What to do —
Rewrite these records, replacing "black blazer" with "navy jacket" wherever it occurs and keeping everything else the same.

Raw records —
───

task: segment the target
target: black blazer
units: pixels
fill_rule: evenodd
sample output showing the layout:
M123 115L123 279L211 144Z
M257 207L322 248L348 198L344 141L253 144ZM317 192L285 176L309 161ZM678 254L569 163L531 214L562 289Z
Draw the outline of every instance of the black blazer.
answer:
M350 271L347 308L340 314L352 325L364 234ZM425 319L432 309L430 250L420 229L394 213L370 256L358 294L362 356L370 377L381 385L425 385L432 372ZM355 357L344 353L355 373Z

───

Written answer —
task: segment the target
target: navy jacket
units: pixels
fill_rule: evenodd
sample output showing the layout:
M123 115L123 279L211 144Z
M257 207L322 248L348 198L344 141L253 144ZM317 192L285 176L309 161ZM678 254L569 163L531 214L562 289Z
Draw the outline of every instance of the navy jacket.
answer:
M350 271L347 308L340 314L352 325L364 234ZM425 319L432 309L430 250L420 229L394 213L370 256L358 294L362 356L370 377L381 385L425 385L432 372ZM355 357L344 353L355 373Z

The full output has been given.